### Work instructions
An exact copy of every entry is required, without the pictures.

### Referring expression data
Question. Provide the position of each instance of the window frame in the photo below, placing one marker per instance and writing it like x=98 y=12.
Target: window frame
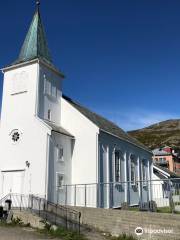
x=49 y=115
x=144 y=172
x=58 y=148
x=118 y=178
x=133 y=162
x=59 y=187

### Answer to the problem
Question. Provide the position of each instance of the window frame in the photo below, placing one marker per instance and writing it like x=98 y=12.
Target: window frame
x=49 y=115
x=144 y=172
x=58 y=148
x=118 y=178
x=133 y=162
x=59 y=187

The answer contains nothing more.